Extracted text ::
┄┄┄┄┄┄┄┄┄┄┄┄┄┄┄┄┄┄┄┄
Quantopian's community platform is shutting down. Please read this post for more information and download your code.
Back to Community
Testing accuracy of .resample('1W') for weekly history dataframe

Hi Quantopians,

I've been looking for the best way to manipulate history data frames into time frames other than 1d and 1m (I need weekly closes, for example). It seems like a simple resampling of the history dataframe is the Q's preferred method:

  1. Accessing different timeframes
  2. Convert 1m pricing data into 3m pricing data
  3. Convert 1m bars into 15m bars
  4. Working with history dataframes
  5. Any plan to provide weekly data via history function?

However after testing .resample('1W') myself, I'm worried this method might be too good/easy to be true. Below is an example of AAPL weekly closes from the beginning of 2015 until now. All 3 handle_data functions are scheduled to run at week_start (timestamps included for reference). wkly_price applies resampling to price, thus wkly_price[stock][-1] printed on Monday morning should be the previous week's close.

However, as you can see, this .resample value is off considerably from 3 different controls I set up:
2015-01-05 09:31:00-05:00 1W resample: 107.97
2015-01-05 09:31:00-05:00 Iterated: 109.3
2015-01-05 09:31:00-05:00 Control A: 109.3
2015-01-05 09:32:00-05:00 Control B: 109.3
2015-01-12 09:31:00-05:00 1W resample: 112.12
2015-01-12 09:31:00-05:00 Iterated: 112.0
2015-01-12 09:31:00-05:00 Control A: 112.0
2015-01-12 09:32:00-05:00 Control B: 112.0
2015-01-20 09:31:00-05:00 1W resample: 107.34
2015-01-20 09:31:00-05:00 Iterated: 105.98
2015-01-20 09:31:00-05:00 Control A: 105.98
2015-01-20 09:32:00-05:00 Control B: 105.98

  1. The first control iterates over the original history dataframe, only adding the price to weekly_closes[stock.symbol] if the following .weekday() value is lower (Monday==0, Tuesday==1, etc., so a value lower than the day before means the day before was the week's close. This is complicated but avoids any Friday holiday 'gotchas' of only recording if .weekday() == 4)
┄┄┄┄┄┄┄┄┄┄┄┄┄┄┄┄┄┄┄┄
Supplied entries ::
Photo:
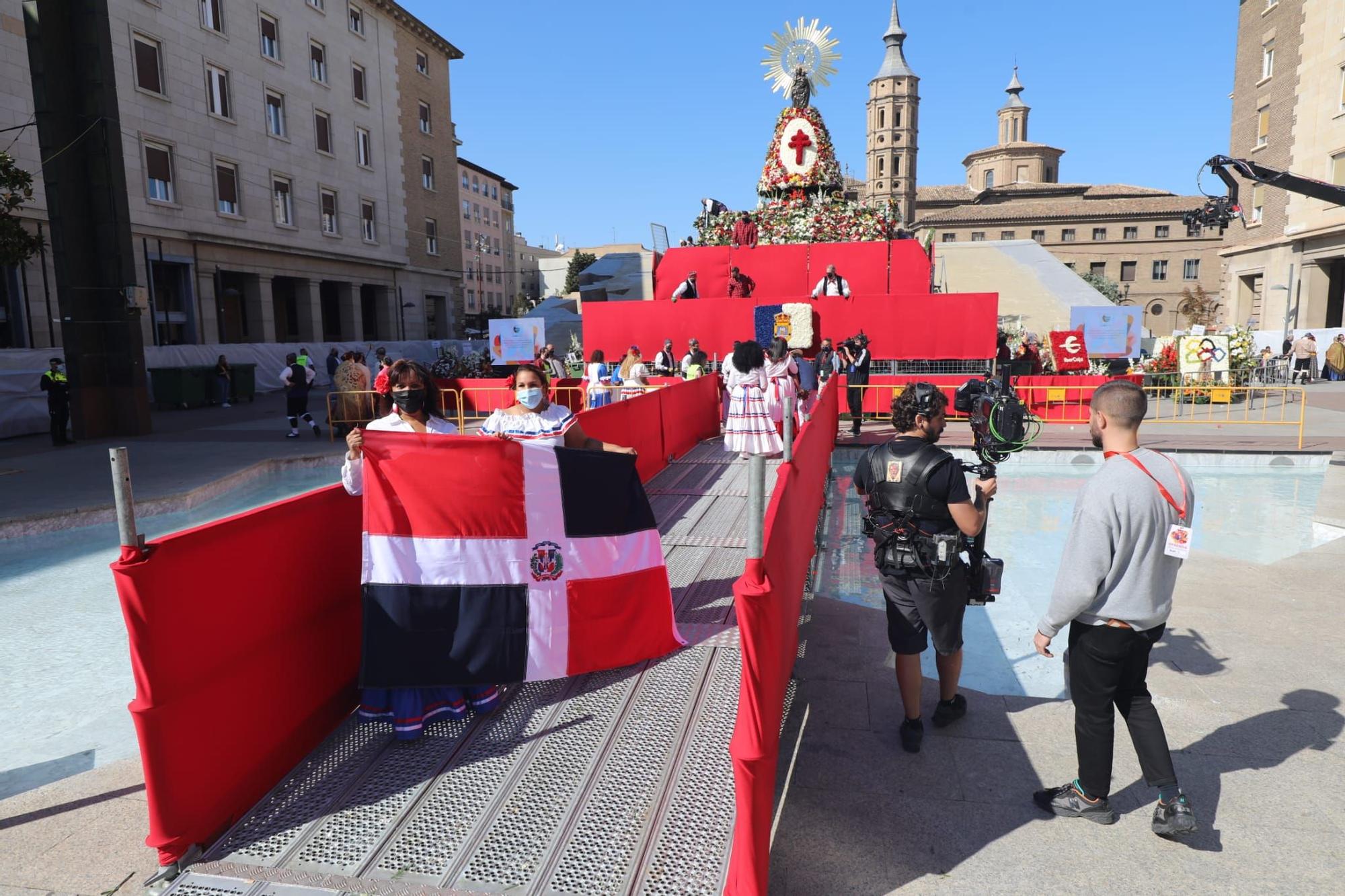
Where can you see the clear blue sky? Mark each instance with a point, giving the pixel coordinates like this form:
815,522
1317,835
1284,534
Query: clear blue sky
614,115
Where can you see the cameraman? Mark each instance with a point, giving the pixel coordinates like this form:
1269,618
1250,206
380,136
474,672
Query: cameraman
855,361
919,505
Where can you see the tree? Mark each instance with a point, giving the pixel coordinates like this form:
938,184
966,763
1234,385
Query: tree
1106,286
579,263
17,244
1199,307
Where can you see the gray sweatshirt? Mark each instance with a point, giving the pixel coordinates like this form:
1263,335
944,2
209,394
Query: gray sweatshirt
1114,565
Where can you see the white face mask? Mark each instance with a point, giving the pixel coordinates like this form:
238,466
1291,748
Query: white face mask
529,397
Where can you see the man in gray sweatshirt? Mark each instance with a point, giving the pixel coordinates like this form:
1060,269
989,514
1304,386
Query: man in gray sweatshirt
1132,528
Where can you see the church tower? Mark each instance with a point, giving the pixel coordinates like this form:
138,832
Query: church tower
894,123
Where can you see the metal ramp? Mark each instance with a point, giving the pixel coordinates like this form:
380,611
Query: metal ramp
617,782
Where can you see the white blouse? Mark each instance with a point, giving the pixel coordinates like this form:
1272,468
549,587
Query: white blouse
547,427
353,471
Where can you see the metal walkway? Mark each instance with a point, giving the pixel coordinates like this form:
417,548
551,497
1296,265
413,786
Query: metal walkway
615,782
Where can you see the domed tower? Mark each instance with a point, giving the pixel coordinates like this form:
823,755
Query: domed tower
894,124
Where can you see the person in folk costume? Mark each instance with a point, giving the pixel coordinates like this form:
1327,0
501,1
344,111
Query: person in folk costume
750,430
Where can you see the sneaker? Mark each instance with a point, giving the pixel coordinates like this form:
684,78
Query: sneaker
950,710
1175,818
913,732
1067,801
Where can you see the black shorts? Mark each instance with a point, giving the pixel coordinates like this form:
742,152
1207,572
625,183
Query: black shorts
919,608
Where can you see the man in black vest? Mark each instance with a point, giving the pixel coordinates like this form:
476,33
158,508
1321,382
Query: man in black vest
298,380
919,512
┄┄┄┄┄┄┄┄┄┄┄┄┄┄┄┄┄┄┄┄
Written problem :: Resume the forum post about testing weekly resampling of history dataframes, starting after its last sentence.

Reply to the exercise ::
  2. The second control runs once Monday morning at 9:31 and captures price[stock][-2] on a 1d frequency, which will be last week's close since price[stock][-1] is the forward-filled Monday value
  3. The third control runs once Monday morning at 9:32 and captures price[stock][-3] on a 1m frequency, which will be last week's close since price[stock][-1] is the forward-filled price at 9:32, and price[stock][-2] is the forward-filled price at 9:31

Not only are all 3 control values identical, but they come within a penny or two of AAPL's weekly close values according to Google Finance. As you can see, the values found via .resample('1W') are sometimes dangerously wrong.

I'm basically looking for a way to search the history dataframe for weekly closes so my algo doesn't have to record 9 months of data before it can take action. My i,j iterator (Control #1) is a feasible workaround, but if anyone has a better or more Pythonic way to accomplish this it would be much appreciated (or if you see any flaw in my analysis of .resample!)

from datetime import date, datetime  
from collections import defaultdict, deque  
import pandas as pd

EMAWINDOW       = 26  
weekly_closes   = defaultdict(lambda: deque(maxlen=EMAWINDOW*3))  
run_handle_data = False #Makes sure handle_data only runs once at the beginning of the week

def initialize(context):  
    context.stock = symbols('AAPL')  
    schedule_function(handle_data_wkly, date_rules.week_start(), time_rules.market_open(minutes=1))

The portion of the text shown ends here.